What Ails Education?Tara Ali Baig THE GREAT CLASSROOM HOAX By V.V. John Vikas, New Delhi, 1978, pp. 222, Rs. 50.00 VOLUME III NUMBER 1 July/August 1978 ‘The humbug, the waste and
the plain stupidity that constitute a distressingly large part of our
educational scene today’. This is the basic theme of this provocative
collection of essays. Though they relate mostly to higher education, Professor
V.V John also makes trenchant comments throughout this book on the dichotomy
that still prevails on educational policy and perspectives as a whole. Professor
John is a distinguished academician, renowned for his progressive views
articulated in many public forums with wit, wisdom and sincerity. This volume
constitutes an important document on a subject of vital importance.
No
one is satisfied with India’s educational system, least of all parents and
students. Since Independence a multitude of Commissions and Committees have
been set up on the problems of rural education, women’s education, physical education, moral and religious education,
emotional integration, national service, the state of Sanskrit studies, the
position of Urdu, the financing of three-year degree courses, standards of
higher education, and the condition of our libraries. We have even had a
committee that toured the country extensively ‘to look into the causes for the
lack of public support, particularly in rural areas, for girls’ education, and
to enlist public cooperation’, and 14 very important National Commissions since
1947 ostensibly to find satisfactory solutions.

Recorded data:
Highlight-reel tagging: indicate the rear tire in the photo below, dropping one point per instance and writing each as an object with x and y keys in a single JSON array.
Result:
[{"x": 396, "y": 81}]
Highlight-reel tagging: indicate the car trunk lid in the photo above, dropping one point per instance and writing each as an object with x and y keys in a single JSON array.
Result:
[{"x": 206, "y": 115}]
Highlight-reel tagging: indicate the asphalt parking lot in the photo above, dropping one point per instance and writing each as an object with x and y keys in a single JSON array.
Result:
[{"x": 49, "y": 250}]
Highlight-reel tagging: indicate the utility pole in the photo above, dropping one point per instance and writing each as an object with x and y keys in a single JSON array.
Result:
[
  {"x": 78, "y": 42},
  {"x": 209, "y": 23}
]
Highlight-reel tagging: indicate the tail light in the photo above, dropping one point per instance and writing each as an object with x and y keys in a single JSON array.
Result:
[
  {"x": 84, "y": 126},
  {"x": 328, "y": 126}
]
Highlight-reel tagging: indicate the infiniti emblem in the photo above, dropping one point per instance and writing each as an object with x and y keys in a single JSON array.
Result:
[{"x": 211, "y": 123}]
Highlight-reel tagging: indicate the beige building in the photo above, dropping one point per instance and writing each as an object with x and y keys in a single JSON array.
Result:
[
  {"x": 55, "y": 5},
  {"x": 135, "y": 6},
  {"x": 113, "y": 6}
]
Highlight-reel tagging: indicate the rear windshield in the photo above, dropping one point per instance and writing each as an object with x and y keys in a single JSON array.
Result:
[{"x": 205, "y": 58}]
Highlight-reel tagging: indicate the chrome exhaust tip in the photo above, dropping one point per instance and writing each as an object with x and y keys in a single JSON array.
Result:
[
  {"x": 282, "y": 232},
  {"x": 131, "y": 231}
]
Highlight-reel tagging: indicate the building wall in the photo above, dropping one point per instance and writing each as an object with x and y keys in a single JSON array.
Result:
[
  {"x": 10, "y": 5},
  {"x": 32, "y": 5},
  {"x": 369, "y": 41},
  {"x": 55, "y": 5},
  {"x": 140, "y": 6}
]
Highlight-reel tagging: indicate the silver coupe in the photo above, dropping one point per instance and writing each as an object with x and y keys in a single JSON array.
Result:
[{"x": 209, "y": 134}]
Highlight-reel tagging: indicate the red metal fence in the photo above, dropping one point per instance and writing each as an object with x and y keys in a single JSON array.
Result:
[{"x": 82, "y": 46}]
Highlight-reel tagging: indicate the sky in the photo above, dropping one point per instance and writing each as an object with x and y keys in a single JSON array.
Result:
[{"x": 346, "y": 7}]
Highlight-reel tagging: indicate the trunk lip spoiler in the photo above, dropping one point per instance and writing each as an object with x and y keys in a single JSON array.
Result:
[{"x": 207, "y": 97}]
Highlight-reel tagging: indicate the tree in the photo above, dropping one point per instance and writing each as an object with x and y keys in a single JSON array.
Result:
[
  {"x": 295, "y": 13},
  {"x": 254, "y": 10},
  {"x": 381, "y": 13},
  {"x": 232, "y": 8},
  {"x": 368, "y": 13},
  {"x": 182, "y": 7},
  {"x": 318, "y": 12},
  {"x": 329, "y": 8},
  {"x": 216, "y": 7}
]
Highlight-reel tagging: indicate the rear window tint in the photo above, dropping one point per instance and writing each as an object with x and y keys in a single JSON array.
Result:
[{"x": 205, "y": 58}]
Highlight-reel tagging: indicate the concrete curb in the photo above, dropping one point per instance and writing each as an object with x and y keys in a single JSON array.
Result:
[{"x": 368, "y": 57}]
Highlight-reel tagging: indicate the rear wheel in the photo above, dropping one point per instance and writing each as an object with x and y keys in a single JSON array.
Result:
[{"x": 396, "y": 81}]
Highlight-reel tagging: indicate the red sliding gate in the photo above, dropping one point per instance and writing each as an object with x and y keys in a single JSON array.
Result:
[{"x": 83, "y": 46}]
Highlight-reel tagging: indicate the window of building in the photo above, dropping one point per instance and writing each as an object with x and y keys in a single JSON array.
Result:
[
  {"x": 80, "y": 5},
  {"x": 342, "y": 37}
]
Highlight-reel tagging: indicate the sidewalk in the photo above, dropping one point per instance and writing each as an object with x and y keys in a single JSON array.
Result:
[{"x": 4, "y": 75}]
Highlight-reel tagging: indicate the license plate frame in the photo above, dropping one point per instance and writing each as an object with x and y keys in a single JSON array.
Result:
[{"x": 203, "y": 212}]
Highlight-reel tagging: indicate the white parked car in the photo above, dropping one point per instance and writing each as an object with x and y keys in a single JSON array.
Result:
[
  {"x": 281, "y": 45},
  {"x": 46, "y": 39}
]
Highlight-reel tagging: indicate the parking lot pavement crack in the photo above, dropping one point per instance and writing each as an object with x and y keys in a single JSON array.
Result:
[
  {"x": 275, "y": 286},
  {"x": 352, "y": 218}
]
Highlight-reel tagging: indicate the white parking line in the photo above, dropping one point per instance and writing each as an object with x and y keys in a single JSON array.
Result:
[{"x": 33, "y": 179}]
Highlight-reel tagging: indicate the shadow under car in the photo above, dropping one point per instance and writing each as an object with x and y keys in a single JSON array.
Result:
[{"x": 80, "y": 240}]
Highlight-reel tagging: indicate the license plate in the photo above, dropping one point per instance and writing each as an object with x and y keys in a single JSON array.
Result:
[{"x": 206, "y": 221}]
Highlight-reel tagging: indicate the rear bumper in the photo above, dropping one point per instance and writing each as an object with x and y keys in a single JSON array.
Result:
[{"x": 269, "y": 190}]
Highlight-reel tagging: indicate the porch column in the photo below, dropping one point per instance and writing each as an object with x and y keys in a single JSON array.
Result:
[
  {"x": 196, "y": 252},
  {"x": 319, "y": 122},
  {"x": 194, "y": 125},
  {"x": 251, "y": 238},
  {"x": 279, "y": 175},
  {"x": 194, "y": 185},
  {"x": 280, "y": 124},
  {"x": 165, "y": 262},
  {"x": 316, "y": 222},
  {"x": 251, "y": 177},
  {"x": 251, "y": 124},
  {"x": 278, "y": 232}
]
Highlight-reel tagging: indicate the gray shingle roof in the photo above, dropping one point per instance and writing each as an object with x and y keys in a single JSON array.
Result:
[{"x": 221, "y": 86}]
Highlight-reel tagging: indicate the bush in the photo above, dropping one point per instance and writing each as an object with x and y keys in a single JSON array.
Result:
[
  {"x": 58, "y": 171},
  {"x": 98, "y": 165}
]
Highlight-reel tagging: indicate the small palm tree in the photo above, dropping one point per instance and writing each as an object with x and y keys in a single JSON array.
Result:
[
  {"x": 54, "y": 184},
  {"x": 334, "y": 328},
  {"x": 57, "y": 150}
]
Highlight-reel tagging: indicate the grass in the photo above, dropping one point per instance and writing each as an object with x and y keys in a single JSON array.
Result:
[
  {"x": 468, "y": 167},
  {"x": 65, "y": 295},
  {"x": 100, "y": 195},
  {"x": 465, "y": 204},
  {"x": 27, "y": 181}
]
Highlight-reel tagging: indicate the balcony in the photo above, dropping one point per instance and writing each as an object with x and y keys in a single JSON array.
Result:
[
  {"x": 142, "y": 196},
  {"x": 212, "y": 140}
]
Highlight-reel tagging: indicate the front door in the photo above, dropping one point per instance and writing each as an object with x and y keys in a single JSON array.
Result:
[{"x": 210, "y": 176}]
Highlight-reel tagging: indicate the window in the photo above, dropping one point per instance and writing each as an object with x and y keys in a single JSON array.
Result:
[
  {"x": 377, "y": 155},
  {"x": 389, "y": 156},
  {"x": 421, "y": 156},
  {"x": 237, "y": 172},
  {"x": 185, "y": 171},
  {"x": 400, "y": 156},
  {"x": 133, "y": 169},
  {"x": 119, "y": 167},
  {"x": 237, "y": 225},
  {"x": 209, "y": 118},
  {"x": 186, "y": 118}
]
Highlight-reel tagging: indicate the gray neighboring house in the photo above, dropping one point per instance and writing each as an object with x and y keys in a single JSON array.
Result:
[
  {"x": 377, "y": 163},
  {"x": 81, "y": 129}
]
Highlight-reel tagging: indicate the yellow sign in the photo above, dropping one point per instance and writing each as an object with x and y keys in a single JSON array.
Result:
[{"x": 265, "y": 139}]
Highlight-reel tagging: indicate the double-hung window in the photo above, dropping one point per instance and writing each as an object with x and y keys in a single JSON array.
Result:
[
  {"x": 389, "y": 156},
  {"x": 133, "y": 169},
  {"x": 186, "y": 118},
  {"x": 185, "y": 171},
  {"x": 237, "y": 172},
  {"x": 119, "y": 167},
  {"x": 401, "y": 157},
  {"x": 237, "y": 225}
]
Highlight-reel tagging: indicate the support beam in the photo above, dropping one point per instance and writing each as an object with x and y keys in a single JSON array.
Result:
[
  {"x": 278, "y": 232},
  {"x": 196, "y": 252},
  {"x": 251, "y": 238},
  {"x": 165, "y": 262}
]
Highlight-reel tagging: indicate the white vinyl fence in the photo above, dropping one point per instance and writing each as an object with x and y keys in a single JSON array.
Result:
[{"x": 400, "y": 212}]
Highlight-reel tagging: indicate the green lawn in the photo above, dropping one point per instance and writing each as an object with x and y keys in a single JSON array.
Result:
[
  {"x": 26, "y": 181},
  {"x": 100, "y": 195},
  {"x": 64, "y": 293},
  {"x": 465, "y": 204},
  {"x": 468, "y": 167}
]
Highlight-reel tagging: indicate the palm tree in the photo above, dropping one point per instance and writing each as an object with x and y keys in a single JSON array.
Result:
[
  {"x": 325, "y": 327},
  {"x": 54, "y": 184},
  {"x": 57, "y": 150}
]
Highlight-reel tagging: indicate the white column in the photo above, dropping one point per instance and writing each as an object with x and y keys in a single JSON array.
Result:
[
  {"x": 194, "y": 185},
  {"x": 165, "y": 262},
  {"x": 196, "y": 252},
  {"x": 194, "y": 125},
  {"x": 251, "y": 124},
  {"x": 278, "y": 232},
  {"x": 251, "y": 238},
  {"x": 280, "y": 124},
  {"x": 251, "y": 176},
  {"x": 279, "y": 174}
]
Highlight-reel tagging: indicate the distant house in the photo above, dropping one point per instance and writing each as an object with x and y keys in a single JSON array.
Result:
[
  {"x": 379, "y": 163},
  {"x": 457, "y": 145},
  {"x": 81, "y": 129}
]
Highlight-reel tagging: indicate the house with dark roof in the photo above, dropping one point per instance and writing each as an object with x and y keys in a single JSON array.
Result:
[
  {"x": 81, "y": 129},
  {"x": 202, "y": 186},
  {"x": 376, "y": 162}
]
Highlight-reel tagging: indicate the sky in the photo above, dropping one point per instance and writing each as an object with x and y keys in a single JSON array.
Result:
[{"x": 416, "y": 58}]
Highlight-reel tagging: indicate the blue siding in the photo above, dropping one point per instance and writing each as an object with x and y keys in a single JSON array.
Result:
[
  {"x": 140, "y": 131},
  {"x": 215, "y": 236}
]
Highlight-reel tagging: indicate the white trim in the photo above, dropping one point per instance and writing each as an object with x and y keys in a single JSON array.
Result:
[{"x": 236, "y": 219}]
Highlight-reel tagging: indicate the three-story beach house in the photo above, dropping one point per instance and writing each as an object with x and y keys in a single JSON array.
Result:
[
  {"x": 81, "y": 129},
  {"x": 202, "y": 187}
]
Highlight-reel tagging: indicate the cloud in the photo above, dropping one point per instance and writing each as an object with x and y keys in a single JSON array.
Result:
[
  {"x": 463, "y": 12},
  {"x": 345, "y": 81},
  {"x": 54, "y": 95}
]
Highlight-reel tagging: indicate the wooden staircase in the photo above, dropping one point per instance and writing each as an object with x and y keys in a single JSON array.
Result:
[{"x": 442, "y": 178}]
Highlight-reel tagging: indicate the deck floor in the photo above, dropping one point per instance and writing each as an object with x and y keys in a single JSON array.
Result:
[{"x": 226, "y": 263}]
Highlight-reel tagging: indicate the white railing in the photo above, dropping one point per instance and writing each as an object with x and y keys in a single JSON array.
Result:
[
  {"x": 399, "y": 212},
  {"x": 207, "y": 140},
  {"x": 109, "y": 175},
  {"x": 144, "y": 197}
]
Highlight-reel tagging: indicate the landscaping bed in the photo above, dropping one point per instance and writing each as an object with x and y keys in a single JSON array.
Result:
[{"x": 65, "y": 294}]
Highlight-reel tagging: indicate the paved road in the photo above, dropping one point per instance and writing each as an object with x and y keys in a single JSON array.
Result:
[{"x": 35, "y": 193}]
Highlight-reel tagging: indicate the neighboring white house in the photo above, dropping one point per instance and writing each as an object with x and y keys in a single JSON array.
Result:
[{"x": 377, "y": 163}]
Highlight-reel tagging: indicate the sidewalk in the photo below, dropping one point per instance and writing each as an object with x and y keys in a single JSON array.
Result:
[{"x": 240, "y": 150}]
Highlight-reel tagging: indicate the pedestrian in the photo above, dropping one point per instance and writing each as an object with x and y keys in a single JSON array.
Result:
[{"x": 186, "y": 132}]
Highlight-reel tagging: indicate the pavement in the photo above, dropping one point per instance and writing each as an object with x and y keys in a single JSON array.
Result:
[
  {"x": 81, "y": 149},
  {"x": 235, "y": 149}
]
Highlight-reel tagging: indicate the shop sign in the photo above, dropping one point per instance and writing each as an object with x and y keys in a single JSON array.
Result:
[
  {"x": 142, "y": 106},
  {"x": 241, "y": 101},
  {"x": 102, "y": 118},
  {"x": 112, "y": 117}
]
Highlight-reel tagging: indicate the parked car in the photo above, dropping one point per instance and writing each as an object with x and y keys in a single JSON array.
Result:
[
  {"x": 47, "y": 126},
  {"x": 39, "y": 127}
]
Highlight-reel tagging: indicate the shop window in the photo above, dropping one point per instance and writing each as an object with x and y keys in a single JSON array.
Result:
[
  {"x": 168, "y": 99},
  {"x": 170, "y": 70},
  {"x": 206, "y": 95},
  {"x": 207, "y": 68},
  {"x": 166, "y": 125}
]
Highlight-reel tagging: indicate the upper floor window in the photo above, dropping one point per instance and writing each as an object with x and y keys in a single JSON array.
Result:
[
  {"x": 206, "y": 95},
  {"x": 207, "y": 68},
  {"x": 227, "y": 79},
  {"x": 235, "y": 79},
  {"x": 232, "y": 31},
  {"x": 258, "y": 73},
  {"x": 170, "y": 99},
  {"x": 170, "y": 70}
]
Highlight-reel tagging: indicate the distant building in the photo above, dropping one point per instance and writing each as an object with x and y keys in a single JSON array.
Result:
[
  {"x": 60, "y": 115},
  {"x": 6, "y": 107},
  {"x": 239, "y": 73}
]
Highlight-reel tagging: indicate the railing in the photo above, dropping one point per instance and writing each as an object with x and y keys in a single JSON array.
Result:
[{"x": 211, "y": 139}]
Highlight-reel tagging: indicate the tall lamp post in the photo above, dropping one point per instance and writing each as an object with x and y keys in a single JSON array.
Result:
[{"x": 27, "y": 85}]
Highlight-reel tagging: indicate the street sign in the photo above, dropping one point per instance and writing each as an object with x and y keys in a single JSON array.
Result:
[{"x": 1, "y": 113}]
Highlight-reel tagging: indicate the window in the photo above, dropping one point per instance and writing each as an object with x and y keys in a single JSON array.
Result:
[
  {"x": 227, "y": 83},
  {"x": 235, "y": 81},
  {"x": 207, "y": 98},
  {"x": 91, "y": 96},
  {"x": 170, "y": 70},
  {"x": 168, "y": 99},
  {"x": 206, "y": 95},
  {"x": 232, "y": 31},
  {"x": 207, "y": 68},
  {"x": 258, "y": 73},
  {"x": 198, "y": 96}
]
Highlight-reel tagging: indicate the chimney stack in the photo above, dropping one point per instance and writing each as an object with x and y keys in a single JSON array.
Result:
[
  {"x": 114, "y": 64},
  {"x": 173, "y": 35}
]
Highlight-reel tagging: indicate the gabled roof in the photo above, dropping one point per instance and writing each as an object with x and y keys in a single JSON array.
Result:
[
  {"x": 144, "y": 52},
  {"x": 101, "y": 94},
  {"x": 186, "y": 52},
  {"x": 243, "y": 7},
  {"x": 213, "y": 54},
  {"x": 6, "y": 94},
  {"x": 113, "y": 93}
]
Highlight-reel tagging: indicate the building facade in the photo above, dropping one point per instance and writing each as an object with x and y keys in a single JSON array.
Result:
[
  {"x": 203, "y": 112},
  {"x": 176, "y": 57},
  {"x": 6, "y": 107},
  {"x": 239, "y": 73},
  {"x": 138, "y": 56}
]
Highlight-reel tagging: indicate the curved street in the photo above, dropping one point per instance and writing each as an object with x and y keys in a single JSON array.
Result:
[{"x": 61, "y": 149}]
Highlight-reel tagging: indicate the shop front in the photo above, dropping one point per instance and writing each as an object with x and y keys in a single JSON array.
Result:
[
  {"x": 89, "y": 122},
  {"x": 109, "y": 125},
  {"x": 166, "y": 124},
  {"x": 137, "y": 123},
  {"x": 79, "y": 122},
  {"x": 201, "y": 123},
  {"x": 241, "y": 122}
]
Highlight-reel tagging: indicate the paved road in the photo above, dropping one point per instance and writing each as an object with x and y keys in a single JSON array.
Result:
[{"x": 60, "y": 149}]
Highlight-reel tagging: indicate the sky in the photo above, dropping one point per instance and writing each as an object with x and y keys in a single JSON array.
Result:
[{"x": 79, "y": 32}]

→ **Work instructions**
(a) According to the book review, how many very important National Commissions has India had since 1947?
(b) Extend the book review on V.V. John's essays about education, picking up after its final sentence.
The rows are separate material and are not part of the book review.

→ **Answers to each task**
(a) 14

(b)
If the National Policy on Education 1968 tried to supply
the answers, it failed signally to do so since only lip-service was paid to the
fundamental needs of rural children, to Gandhiji’s Basic Education, which was glorified
and ignored, while elitist, urban objectives have continued to dominate the
entire educational system. As one observer remarked, ‘Basic education is for
other people’s children’. It is also a well· known fact that politicians and
Ministers who routinely flay the public school system as ‘upper-class, catering
to the needs of the wealthy’ which must be abolished, are in fact the first to
seek admission for their children and grandchildren in these very schools.
Higher education occupies a disproportionately large
sector of the educational spectrum, and according to Professor John, 150,000
men and women are currently teaching in colleges and universities with an
annual intake of 6000 into the profession. This is more than ten times the
annual recruitment to All-India and Central Services.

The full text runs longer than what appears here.